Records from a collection

## start

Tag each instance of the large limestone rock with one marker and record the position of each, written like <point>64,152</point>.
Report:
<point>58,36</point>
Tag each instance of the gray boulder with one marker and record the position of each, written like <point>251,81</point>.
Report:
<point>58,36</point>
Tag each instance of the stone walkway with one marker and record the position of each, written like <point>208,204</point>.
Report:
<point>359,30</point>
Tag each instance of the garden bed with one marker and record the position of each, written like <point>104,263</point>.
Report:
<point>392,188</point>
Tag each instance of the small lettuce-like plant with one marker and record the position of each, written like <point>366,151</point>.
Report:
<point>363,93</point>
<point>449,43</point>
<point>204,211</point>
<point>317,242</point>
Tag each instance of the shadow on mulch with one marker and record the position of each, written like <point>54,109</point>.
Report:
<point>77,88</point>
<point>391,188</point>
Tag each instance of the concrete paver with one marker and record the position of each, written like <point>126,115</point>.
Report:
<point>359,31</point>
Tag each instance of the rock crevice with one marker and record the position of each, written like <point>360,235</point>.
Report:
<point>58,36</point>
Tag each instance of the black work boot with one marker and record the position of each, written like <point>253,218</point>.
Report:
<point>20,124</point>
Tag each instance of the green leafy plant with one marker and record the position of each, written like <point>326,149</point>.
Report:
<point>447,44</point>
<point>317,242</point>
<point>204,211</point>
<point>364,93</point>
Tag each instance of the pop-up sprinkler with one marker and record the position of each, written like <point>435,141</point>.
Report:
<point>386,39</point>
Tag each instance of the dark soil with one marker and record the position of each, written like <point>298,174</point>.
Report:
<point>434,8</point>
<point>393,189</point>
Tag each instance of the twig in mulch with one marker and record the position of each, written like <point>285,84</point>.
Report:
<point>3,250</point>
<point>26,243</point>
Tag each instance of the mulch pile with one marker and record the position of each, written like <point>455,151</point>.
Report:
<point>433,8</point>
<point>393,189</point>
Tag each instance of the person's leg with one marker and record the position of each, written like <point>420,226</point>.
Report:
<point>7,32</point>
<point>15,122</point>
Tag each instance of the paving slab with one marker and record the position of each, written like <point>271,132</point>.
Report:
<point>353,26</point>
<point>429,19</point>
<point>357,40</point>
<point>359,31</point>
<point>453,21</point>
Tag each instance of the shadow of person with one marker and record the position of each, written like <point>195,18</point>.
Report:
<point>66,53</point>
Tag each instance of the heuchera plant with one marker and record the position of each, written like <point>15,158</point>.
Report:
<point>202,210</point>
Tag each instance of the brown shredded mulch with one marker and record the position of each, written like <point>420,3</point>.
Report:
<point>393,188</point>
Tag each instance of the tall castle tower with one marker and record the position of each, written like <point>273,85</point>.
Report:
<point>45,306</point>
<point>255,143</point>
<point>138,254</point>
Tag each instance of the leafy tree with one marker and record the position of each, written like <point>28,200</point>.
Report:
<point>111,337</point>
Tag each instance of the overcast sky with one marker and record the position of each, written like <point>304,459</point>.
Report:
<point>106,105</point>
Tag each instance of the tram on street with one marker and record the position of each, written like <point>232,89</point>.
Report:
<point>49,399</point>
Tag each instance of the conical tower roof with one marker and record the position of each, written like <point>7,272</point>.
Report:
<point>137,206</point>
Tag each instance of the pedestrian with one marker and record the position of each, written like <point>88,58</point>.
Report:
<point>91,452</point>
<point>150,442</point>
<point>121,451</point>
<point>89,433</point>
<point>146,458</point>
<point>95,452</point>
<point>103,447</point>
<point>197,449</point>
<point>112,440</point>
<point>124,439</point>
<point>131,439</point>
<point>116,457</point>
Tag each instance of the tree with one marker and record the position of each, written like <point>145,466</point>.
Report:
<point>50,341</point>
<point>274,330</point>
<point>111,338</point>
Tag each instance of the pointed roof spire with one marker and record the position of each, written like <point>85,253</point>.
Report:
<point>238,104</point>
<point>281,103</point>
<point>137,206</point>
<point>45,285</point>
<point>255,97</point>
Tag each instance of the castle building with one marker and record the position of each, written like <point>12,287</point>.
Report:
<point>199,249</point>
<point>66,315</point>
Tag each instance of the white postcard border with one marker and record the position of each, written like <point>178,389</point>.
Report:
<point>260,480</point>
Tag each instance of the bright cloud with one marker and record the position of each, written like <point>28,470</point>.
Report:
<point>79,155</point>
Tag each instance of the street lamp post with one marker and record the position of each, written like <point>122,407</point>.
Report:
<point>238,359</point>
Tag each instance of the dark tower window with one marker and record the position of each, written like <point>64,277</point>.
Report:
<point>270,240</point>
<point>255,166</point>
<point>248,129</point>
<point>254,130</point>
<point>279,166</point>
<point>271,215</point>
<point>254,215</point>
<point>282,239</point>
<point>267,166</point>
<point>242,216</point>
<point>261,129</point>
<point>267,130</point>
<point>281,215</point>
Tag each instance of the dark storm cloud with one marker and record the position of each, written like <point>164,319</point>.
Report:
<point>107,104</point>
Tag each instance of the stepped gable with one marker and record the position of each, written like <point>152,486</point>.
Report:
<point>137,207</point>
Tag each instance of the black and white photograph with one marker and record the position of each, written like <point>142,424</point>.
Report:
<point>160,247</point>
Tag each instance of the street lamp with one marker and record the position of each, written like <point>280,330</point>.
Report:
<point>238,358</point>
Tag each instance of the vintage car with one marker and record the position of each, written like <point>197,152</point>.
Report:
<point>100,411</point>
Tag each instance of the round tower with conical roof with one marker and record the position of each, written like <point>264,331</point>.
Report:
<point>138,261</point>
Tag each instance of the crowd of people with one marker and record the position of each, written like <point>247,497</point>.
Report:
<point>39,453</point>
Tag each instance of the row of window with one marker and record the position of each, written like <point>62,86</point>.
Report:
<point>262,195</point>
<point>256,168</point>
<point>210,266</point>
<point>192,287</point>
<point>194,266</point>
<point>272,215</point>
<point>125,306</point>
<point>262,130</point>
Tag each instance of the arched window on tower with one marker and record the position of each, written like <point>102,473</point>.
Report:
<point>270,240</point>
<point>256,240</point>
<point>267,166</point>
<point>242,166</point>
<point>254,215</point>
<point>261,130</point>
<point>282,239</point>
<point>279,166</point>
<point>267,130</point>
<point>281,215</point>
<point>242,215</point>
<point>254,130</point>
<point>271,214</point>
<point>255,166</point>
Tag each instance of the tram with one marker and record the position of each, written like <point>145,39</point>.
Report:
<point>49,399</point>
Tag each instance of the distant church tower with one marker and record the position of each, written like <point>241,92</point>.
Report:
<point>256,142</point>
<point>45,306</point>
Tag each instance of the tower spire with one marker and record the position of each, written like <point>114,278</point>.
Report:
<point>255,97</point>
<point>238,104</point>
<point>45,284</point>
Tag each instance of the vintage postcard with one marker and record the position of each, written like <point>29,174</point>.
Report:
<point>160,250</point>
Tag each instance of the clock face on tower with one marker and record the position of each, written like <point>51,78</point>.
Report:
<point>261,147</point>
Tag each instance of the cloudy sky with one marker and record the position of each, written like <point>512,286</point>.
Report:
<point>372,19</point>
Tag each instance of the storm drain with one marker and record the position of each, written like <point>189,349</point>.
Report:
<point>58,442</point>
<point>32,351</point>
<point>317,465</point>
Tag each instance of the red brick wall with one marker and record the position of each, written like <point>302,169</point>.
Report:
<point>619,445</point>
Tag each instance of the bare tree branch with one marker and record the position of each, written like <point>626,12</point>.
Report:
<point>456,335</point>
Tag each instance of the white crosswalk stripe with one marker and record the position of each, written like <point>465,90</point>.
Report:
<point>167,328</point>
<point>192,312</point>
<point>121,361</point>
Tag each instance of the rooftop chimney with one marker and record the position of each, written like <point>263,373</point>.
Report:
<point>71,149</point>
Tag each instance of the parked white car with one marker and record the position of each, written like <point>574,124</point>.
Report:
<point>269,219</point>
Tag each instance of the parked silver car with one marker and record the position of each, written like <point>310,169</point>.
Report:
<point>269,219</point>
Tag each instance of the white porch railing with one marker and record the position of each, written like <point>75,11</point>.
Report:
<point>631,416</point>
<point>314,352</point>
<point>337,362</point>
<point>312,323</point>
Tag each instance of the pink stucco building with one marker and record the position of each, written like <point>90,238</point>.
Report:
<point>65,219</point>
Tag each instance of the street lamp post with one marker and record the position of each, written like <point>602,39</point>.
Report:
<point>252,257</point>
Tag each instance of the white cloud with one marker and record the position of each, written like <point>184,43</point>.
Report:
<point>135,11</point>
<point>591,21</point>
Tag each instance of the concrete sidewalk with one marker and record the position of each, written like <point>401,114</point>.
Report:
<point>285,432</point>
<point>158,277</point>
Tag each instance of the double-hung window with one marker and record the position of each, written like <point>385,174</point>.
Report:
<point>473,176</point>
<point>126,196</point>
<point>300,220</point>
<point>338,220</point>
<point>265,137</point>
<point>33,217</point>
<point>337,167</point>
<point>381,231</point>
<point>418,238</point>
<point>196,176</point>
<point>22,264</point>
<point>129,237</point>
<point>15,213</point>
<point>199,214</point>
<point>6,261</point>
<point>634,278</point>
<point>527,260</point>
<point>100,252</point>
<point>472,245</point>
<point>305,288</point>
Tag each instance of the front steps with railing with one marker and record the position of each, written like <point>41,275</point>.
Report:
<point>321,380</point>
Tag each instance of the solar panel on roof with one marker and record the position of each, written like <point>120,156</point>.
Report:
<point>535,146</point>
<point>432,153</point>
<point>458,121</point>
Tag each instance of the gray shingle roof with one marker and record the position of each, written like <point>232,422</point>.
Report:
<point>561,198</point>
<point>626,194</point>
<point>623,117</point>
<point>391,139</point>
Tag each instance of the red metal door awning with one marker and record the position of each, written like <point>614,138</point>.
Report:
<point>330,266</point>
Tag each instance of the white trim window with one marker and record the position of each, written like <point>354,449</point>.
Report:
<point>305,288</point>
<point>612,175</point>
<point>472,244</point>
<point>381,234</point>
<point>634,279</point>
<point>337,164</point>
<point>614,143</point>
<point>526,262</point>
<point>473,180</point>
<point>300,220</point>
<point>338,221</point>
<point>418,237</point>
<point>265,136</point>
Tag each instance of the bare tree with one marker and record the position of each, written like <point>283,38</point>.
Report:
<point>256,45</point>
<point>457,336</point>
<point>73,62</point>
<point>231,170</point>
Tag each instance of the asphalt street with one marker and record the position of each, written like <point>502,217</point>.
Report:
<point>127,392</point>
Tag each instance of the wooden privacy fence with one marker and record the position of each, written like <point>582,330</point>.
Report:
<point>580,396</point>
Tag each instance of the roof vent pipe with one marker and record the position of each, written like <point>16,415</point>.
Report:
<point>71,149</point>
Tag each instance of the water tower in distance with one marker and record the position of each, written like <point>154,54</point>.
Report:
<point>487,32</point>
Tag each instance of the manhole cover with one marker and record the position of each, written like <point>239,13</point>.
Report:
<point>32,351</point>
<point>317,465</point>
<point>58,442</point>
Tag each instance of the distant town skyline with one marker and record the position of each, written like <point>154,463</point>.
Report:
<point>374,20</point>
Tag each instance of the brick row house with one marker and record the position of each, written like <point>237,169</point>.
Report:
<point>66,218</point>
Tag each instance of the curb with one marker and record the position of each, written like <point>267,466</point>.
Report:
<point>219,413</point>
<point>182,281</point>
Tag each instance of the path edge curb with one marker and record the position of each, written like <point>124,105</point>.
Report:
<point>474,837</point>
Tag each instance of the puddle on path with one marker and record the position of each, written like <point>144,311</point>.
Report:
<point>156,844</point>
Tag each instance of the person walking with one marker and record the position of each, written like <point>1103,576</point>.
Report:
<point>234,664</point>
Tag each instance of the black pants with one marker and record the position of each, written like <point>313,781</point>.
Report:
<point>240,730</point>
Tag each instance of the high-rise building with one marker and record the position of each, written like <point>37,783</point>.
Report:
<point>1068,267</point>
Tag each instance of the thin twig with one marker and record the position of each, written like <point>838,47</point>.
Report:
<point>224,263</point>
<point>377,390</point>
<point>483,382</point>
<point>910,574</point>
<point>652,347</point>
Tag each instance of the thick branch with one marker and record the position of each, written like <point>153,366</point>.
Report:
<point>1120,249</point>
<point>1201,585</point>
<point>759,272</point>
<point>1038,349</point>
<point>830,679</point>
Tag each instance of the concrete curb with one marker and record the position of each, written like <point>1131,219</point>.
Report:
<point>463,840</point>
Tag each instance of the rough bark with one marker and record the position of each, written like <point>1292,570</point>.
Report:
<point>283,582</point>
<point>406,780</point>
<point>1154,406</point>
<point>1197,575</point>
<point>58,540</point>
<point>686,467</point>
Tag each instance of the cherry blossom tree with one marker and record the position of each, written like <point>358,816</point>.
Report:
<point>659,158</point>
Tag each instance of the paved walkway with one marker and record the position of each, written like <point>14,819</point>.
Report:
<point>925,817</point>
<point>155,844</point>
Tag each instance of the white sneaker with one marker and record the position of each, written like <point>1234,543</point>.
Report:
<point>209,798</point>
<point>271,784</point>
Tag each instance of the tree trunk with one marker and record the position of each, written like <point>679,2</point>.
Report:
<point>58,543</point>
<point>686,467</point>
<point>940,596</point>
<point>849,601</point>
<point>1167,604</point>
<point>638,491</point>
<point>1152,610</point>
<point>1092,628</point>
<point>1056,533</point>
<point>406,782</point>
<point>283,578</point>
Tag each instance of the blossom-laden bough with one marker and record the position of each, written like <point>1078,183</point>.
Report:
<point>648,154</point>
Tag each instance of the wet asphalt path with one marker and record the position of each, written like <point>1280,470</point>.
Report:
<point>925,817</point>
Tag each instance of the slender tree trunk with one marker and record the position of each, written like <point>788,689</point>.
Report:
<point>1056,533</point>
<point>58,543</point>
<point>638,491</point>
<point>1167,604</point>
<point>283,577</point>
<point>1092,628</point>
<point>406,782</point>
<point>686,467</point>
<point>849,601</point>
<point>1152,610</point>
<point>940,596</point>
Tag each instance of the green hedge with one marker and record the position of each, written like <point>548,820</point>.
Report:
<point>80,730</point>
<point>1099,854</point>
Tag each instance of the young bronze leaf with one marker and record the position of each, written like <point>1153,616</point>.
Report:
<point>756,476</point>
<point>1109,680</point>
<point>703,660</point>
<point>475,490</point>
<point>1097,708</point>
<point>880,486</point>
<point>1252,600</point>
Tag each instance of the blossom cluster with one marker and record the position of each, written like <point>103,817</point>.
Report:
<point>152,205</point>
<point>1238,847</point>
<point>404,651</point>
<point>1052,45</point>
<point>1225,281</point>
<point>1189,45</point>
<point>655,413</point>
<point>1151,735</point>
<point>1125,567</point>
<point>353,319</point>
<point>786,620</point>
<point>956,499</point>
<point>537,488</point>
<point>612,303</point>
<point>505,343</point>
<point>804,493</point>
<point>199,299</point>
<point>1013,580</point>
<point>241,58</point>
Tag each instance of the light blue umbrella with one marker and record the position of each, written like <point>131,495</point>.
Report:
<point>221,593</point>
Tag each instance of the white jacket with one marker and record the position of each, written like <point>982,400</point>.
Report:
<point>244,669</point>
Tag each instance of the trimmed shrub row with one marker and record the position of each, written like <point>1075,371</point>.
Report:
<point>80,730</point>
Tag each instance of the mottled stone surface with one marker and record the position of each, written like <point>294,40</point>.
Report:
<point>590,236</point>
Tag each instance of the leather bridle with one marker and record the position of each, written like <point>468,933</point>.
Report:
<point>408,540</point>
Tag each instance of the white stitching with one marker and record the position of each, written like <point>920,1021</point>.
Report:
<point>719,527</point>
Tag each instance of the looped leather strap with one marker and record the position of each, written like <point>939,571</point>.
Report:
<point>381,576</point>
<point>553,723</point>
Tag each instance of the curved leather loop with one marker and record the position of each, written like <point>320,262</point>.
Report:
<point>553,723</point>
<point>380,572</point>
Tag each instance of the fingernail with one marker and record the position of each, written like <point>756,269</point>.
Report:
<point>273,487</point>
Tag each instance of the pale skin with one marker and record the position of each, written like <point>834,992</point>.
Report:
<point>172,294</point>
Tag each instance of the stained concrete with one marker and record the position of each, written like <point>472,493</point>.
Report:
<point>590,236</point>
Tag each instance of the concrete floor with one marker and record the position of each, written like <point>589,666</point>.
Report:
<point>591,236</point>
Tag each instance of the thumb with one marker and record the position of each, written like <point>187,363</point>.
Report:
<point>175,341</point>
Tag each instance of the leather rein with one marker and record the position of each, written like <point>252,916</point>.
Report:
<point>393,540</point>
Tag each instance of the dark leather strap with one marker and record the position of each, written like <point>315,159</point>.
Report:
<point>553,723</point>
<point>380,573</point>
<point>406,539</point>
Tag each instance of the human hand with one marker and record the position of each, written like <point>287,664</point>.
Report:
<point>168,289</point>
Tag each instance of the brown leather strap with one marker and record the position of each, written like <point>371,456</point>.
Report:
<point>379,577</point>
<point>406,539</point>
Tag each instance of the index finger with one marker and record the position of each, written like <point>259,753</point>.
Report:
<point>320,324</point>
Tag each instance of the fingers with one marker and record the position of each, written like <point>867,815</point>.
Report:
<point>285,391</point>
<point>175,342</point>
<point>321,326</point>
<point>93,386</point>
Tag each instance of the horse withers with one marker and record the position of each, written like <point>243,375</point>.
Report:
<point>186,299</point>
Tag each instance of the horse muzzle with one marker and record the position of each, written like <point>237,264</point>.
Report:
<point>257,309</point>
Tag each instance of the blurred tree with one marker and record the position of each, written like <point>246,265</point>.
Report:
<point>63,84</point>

## end

• _Written task_
Could you extract, word for word, the lines of the material above starting with the one that contains "Tag each instance of the fingers" and running through the last line?

• _Solution for this exercise_
Tag each instance of the fingers with one marker and record the position of each, written like <point>867,815</point>.
Report:
<point>285,391</point>
<point>175,342</point>
<point>321,326</point>
<point>93,386</point>
Tag each instance of the horse withers with one marker and record the position of each, written like <point>243,375</point>.
Report:
<point>186,299</point>
Tag each instance of the horse muzzle with one marker and record the position of each, written like <point>237,264</point>.
Report:
<point>257,309</point>
Tag each instance of the blurred tree with one marker and record the position of each, written like <point>246,265</point>.
Report:
<point>63,84</point>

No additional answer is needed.